── Text section ──

Police pressed ahead Saturday with the search for suspects in Belgium's worst ever terror attack, as a series of raids and arrests revealed more links with the November Paris killings and a new French plot.
The government meanwhile came in for a torrent of criticism, with key ministers on the back foot saying they had done everything possible to prevent Tuesday's airport and metro attacks which left 31 dead and some 300 wounded.
Many believe it has not done enough to stop young Belgian fighters going to Syria to join Islamic State -- which claimed the attacks -- and from where they return home battle-hardened and more extremist than before.
"Attacks, tens of dead, hundreds hurt, tears, raids, a political crisis, the capital under siege and fugitives still on the run while (key Paris suspect) Salah Abdeslam says nothing in prison," wrote Christophe Berti in a front page editorial for Le Soir daily.
"It is an endless nightmare for a country turned upside down," Berti said.

───
── Data shown ──

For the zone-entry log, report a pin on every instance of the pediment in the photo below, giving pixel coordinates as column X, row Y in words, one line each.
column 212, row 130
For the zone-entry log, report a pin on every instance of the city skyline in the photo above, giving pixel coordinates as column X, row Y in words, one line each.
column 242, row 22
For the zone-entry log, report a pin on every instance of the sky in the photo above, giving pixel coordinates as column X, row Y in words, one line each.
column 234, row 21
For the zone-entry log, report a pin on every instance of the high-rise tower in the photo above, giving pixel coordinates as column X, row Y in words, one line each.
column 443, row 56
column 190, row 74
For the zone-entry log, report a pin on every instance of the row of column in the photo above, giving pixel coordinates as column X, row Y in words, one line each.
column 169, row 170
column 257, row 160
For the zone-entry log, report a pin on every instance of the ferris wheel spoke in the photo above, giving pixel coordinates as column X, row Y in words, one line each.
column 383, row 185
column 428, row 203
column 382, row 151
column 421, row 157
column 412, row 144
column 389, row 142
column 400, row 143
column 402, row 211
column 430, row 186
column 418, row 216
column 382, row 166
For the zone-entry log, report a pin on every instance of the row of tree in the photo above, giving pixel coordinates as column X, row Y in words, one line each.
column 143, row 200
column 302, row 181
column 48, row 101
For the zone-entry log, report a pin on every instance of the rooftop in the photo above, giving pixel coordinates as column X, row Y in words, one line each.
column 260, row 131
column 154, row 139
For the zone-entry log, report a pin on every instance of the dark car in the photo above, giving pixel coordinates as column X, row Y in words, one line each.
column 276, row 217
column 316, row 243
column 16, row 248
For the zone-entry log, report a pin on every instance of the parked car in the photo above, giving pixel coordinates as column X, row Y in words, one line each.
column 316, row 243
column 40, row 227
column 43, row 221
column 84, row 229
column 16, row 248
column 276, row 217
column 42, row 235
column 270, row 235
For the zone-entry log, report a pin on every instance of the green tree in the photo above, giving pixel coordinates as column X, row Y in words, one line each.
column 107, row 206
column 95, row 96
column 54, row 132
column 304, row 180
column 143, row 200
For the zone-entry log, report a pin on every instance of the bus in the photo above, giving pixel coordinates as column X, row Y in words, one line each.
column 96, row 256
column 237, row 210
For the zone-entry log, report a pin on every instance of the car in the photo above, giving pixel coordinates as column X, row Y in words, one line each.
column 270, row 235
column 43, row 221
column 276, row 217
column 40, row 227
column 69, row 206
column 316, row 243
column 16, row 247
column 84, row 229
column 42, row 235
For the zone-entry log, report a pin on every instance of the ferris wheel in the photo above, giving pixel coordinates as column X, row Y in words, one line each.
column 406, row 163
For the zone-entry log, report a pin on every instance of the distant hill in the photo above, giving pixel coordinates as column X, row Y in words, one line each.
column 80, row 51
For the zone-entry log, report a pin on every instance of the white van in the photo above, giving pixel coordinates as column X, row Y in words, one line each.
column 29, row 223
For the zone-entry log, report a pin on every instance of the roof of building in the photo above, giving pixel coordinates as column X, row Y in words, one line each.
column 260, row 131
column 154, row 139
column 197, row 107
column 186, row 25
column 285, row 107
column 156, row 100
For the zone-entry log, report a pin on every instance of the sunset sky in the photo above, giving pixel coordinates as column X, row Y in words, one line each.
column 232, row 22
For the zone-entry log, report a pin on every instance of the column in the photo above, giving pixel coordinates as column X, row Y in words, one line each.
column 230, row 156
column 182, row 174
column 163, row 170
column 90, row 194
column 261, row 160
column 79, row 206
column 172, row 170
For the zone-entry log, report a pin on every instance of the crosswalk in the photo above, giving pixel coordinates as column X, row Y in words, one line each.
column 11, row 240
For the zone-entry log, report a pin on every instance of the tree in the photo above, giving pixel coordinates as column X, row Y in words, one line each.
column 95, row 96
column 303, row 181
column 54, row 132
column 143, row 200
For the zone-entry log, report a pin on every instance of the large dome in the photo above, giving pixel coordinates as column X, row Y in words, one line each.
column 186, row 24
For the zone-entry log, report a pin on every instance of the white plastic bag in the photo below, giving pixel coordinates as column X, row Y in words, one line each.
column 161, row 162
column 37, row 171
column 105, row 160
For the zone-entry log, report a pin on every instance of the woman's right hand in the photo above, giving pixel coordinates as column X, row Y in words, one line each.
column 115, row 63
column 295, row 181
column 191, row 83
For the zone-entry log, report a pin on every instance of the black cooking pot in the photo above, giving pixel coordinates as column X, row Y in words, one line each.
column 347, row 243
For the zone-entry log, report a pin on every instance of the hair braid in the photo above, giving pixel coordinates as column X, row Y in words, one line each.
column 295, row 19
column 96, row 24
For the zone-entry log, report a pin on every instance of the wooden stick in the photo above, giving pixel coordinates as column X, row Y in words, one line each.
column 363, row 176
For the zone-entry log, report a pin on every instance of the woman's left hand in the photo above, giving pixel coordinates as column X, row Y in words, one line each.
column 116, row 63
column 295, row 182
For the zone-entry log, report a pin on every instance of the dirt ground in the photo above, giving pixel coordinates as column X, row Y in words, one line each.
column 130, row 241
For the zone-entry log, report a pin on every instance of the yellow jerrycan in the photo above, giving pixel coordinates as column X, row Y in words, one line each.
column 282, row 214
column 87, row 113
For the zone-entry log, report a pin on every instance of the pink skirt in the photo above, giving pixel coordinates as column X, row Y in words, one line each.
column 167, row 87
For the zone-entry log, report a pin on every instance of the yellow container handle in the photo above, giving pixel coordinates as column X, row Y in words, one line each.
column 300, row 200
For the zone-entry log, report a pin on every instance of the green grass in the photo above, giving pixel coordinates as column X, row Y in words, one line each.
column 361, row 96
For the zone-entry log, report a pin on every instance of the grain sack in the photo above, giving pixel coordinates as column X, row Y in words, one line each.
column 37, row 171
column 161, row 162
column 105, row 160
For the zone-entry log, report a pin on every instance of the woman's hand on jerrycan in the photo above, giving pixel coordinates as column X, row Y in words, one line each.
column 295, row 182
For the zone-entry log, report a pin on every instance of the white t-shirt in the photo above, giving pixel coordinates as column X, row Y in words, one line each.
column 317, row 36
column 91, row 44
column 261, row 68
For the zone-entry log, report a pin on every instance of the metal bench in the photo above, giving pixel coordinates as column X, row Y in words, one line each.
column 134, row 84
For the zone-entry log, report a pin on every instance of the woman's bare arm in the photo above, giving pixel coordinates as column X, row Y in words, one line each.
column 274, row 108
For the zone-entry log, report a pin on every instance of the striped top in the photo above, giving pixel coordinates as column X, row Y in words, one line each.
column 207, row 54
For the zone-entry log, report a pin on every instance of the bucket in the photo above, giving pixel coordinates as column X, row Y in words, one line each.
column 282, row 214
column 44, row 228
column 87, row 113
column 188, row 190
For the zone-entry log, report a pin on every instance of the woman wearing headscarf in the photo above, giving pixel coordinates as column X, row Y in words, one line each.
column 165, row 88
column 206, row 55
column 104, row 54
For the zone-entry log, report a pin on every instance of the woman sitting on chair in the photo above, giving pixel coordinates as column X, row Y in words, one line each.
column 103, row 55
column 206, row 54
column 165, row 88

───

*Required action*
Reproduce word for word the portion of the Belgian attacks article between "The government meanwhile" and "extremist than before.", inclusive.

*Result below*
The government meanwhile came in for a torrent of criticism, with key ministers on the back foot saying they had done everything possible to prevent Tuesday's airport and metro attacks which left 31 dead and some 300 wounded.
Many believe it has not done enough to stop young Belgian fighters going to Syria to join Islamic State -- which claimed the attacks -- and from where they return home battle-hardened and more extremist than before.